» **EXERCISE GOAL**
Whenever a line below includes the string "draw", show it.

::: INPUT FOR THIS TASK :::

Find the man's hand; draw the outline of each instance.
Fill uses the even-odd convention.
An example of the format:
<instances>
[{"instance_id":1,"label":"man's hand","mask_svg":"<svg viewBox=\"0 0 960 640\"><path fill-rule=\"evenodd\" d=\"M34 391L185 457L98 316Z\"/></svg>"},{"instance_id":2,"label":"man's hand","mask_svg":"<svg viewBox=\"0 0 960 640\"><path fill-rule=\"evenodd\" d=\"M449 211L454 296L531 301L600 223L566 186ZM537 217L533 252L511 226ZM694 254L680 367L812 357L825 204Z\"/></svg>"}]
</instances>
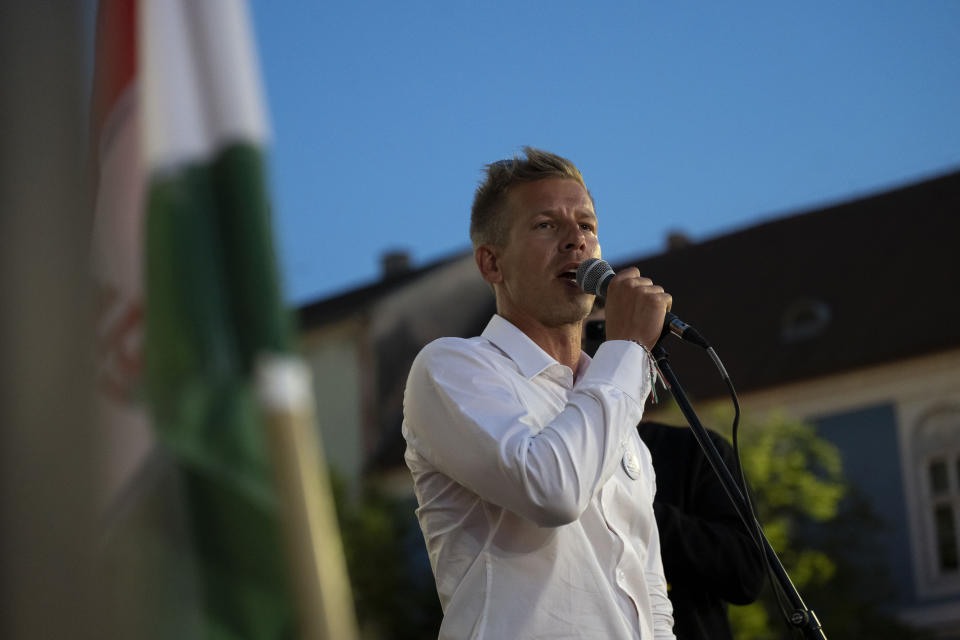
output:
<instances>
[{"instance_id":1,"label":"man's hand","mask_svg":"<svg viewBox=\"0 0 960 640\"><path fill-rule=\"evenodd\" d=\"M634 340L652 349L673 297L636 267L617 273L607 287L607 340Z\"/></svg>"}]
</instances>

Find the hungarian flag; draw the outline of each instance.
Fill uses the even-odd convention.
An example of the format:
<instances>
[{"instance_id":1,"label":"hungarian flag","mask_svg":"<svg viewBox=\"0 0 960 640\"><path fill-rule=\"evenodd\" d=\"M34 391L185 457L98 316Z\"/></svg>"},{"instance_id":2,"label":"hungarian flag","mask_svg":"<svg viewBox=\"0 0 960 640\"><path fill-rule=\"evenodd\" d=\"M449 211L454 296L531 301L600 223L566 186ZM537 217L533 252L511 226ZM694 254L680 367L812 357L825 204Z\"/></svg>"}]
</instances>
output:
<instances>
[{"instance_id":1,"label":"hungarian flag","mask_svg":"<svg viewBox=\"0 0 960 640\"><path fill-rule=\"evenodd\" d=\"M253 373L260 355L291 350L292 331L251 29L237 0L145 0L138 18L150 415L182 473L209 632L290 637Z\"/></svg>"},{"instance_id":2,"label":"hungarian flag","mask_svg":"<svg viewBox=\"0 0 960 640\"><path fill-rule=\"evenodd\" d=\"M314 508L329 507L311 486L326 486L314 473L322 460L309 457L319 444L288 438L287 424L269 431L263 385L258 394L256 373L267 371L275 416L286 415L291 388L294 403L312 406L304 368L290 356L246 8L238 0L103 0L98 43L101 387L117 416L108 439L124 460L112 474L119 489L109 492L106 546L115 596L136 610L120 627L138 637L294 637L293 587L305 581L285 569L332 564L336 573L343 560L317 559L320 536L339 550L332 508ZM289 384L278 385L277 371ZM281 431L268 442L268 432ZM287 451L279 458L278 442ZM290 480L287 467L299 475ZM282 522L309 531L284 537ZM300 545L293 562L291 540ZM312 606L298 590L301 608ZM323 601L331 592L340 599ZM344 592L343 584L326 588L314 608L342 604ZM301 611L309 632L303 619Z\"/></svg>"}]
</instances>

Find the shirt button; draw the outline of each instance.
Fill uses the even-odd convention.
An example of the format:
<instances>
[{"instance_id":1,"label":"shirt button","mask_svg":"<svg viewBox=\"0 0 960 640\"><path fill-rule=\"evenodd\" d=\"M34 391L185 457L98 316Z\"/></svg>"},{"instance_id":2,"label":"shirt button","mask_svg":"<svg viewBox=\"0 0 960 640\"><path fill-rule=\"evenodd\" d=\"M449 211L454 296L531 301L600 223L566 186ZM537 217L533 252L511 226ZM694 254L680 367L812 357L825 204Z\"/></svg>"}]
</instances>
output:
<instances>
[{"instance_id":1,"label":"shirt button","mask_svg":"<svg viewBox=\"0 0 960 640\"><path fill-rule=\"evenodd\" d=\"M621 580L621 581L622 581L623 578L624 578L623 569L617 569L617 580Z\"/></svg>"}]
</instances>

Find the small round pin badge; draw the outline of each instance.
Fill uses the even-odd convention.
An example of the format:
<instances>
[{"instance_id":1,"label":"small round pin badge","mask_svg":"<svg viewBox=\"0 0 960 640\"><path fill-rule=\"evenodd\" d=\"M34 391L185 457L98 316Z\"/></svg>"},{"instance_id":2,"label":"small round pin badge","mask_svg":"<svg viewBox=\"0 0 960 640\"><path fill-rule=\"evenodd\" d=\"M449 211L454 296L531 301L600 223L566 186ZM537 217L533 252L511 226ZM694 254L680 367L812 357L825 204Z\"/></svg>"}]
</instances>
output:
<instances>
[{"instance_id":1,"label":"small round pin badge","mask_svg":"<svg viewBox=\"0 0 960 640\"><path fill-rule=\"evenodd\" d=\"M637 456L627 449L626 453L623 454L623 470L627 472L627 475L632 479L637 480L640 477L640 460L637 459Z\"/></svg>"}]
</instances>

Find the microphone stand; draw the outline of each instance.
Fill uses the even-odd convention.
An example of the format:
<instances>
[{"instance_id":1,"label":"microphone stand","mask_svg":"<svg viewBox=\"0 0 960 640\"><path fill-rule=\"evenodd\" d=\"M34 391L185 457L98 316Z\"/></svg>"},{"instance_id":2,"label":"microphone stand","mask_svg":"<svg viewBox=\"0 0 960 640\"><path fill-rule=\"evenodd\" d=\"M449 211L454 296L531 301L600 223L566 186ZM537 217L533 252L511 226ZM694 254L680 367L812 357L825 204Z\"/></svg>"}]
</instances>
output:
<instances>
[{"instance_id":1,"label":"microphone stand","mask_svg":"<svg viewBox=\"0 0 960 640\"><path fill-rule=\"evenodd\" d=\"M665 334L666 331L664 331L664 335ZM680 411L682 411L683 415L687 418L687 422L690 424L690 429L693 431L694 438L696 438L700 448L703 449L703 453L707 457L707 461L710 463L710 466L713 467L713 471L720 478L720 482L723 485L727 496L730 498L733 506L737 509L737 513L740 514L740 519L743 520L743 524L747 527L747 531L751 532L751 537L754 538L754 541L758 546L761 547L762 552L765 554L767 563L771 568L771 578L775 578L777 580L782 588L783 593L790 601L790 605L793 607L793 612L788 616L787 622L793 628L802 631L804 638L808 638L810 640L827 640L827 636L823 633L823 628L820 625L820 621L817 619L817 615L812 609L807 608L807 606L804 604L803 599L800 597L800 593L797 591L797 588L790 580L790 576L787 575L786 570L783 568L780 558L777 557L776 551L774 551L770 546L770 542L767 540L767 537L763 535L762 529L751 515L751 510L749 508L749 504L747 503L746 496L744 496L740 491L740 487L733 479L733 476L730 474L730 470L727 469L727 465L723 462L723 458L720 457L720 453L714 446L713 441L710 440L706 429L700 423L700 419L697 418L697 414L694 412L693 407L687 400L687 396L683 391L683 387L680 386L680 381L677 379L676 374L673 372L673 368L670 366L669 354L667 353L667 350L663 348L662 342L663 337L661 336L661 339L651 350L651 353L656 360L657 368L660 371L660 375L666 382L667 388L670 389L670 393L673 394L674 399L677 401ZM745 490L746 488L744 488L744 491ZM756 535L754 535L754 532L756 532Z\"/></svg>"}]
</instances>

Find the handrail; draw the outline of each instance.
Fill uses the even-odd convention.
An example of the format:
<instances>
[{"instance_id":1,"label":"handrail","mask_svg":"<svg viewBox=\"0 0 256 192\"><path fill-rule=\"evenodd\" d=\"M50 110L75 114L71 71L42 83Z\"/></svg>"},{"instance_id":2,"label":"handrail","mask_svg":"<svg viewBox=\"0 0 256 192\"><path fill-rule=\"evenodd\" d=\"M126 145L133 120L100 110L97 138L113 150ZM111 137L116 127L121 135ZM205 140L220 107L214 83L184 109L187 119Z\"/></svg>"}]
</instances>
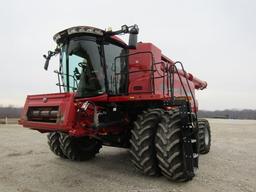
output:
<instances>
[{"instance_id":1,"label":"handrail","mask_svg":"<svg viewBox=\"0 0 256 192\"><path fill-rule=\"evenodd\" d=\"M130 73L137 73L137 72L142 72L142 71L149 71L149 72L151 72L151 74L150 74L150 76L151 76L151 78L150 78L150 84L151 84L151 91L150 91L150 93L155 93L155 82L154 82L154 66L153 66L153 64L154 64L154 55L153 55L153 53L151 52L151 51L141 51L141 52L136 52L136 53L131 53L131 54L124 54L124 55L120 55L120 56L117 56L117 57L115 57L115 59L114 59L114 69L115 69L115 81L117 81L116 80L116 75L117 75L117 73L116 73L116 61L117 61L117 59L120 59L120 58L124 58L124 57L126 57L126 58L129 58L130 56L133 56L133 55L138 55L138 54L150 54L150 56L151 56L151 69L148 69L148 70L138 70L138 71L131 71L131 72L124 72L124 73L127 73L127 81L129 80L129 74ZM127 85L128 85L128 82L127 82ZM116 91L116 93L117 93L117 84L116 84L116 82L115 82L115 91ZM126 87L126 89L128 89L128 87ZM128 94L128 92L127 93L125 93L125 94Z\"/></svg>"},{"instance_id":2,"label":"handrail","mask_svg":"<svg viewBox=\"0 0 256 192\"><path fill-rule=\"evenodd\" d=\"M73 78L73 86L69 86L73 91L77 90L77 87L78 87L78 83L77 83L77 79L75 78L74 75L70 75L70 74L67 74L67 73L63 73L63 72L60 72L60 71L57 71L55 70L54 73L56 73L58 75L58 83L56 84L57 86L59 86L59 90L60 90L60 93L62 92L61 91L61 87L68 87L67 85L64 84L63 82L63 75L66 75L68 77L72 77ZM61 77L61 78L60 78ZM62 84L60 82L60 79L62 79Z\"/></svg>"},{"instance_id":3,"label":"handrail","mask_svg":"<svg viewBox=\"0 0 256 192\"><path fill-rule=\"evenodd\" d=\"M141 70L135 70L135 71L122 71L120 70L119 73L117 73L117 59L121 59L121 58L129 58L130 56L133 56L133 55L139 55L139 54L149 54L150 57L151 57L151 65L150 65L150 69L141 69ZM131 53L131 54L124 54L124 55L120 55L120 56L117 56L114 58L114 79L111 79L111 86L113 86L113 89L115 90L115 94L116 95L119 95L119 94L128 94L128 81L129 81L129 76L130 74L132 73L139 73L139 72L150 72L150 85L151 85L151 90L150 91L141 91L141 92L133 92L133 93L136 93L136 94L139 94L139 93L151 93L151 94L155 94L155 79L159 79L159 78L162 78L162 81L163 81L163 96L165 95L165 89L167 88L167 94L171 96L172 99L174 99L174 74L177 73L178 75L178 78L179 78L179 81L181 83L181 86L182 86L182 89L184 91L184 94L186 95L186 98L188 98L188 92L185 88L185 85L182 81L182 77L184 77L186 79L186 84L189 88L189 92L190 94L192 95L192 98L193 98L193 102L194 102L194 106L196 104L195 102L195 98L194 98L194 95L192 93L192 90L191 90L191 87L189 85L189 77L187 76L187 73L185 72L184 70L184 67L182 65L181 62L174 62L174 63L170 63L170 62L166 62L166 61L160 61L160 62L155 62L154 60L154 55L151 51L142 51L142 52L136 52L136 53ZM121 64L121 62L120 62ZM182 75L179 73L180 70L178 70L176 64L181 64L182 66L182 70L181 72L183 72L185 75ZM163 74L161 74L159 72L159 70L157 69L157 65L162 65L163 66ZM57 73L58 75L58 83L56 84L57 86L59 86L59 89L60 89L60 92L61 92L61 87L67 87L67 85L64 84L63 82L63 75L66 75L68 77L72 77L73 78L73 86L70 88L75 91L77 90L77 87L78 87L78 82L77 82L77 79L75 78L75 75L70 75L70 74L66 74L66 73L63 73L63 72L60 72L60 71L54 71L55 73ZM155 76L155 72L157 72L157 75L158 76ZM125 90L126 92L125 93L118 93L119 91L117 90L117 76L119 75L122 75L122 74L126 74L127 75L127 79L126 79L126 84L125 84ZM166 81L167 81L167 84L165 84L165 78L166 78ZM61 79L62 79L62 83L61 83ZM167 86L167 87L166 87Z\"/></svg>"},{"instance_id":4,"label":"handrail","mask_svg":"<svg viewBox=\"0 0 256 192\"><path fill-rule=\"evenodd\" d=\"M123 57L126 57L126 58L128 58L128 57L130 57L130 56L133 56L133 55L138 55L138 54L150 54L151 55L151 69L146 69L146 70L136 70L136 71L124 71L124 72L120 72L120 73L117 73L116 72L116 64L117 64L117 59L120 59L120 58L123 58ZM158 79L158 78L162 78L163 79L163 95L165 94L165 78L167 77L169 77L169 71L168 70L166 70L166 71L163 71L163 75L162 74L160 74L160 72L159 72L159 70L156 68L156 66L157 65L159 65L159 64L161 64L161 65L163 65L163 69L165 69L166 68L166 62L164 62L164 61L160 61L160 62L154 62L154 56L153 56L153 53L151 52L151 51L143 51L143 52L136 52L136 53L132 53L132 54L125 54L125 55L120 55L120 56L117 56L117 57L115 57L115 59L114 59L114 72L115 72L115 85L114 85L114 87L115 87L115 92L117 93L118 91L117 91L117 76L118 75L121 75L121 74L127 74L128 75L128 77L127 77L127 80L129 79L129 74L132 74L132 73L139 73L139 72L147 72L147 71L149 71L149 72L151 72L151 77L150 77L150 82L151 82L151 91L149 91L149 93L155 93L155 79ZM158 74L158 76L156 77L155 76L155 73L154 72L157 72L157 74ZM167 82L168 82L169 80L167 79ZM170 90L170 88L169 88L169 83L167 83L167 90ZM142 92L136 92L136 93L142 93ZM145 92L143 92L143 93L145 93ZM128 94L128 93L126 93L126 94ZM169 94L169 93L168 93Z\"/></svg>"}]
</instances>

:::

» **EXPECTED OUTPUT**
Find the man's hand; draw the outline of each instance.
Find the hungarian flag; draw the outline of each instance.
Find the shirt button; draw the outline of each instance.
Find the small round pin badge; draw the outline of each instance.
Find the microphone stand; draw the outline of each instance.
Find the handrail; draw the outline of each instance.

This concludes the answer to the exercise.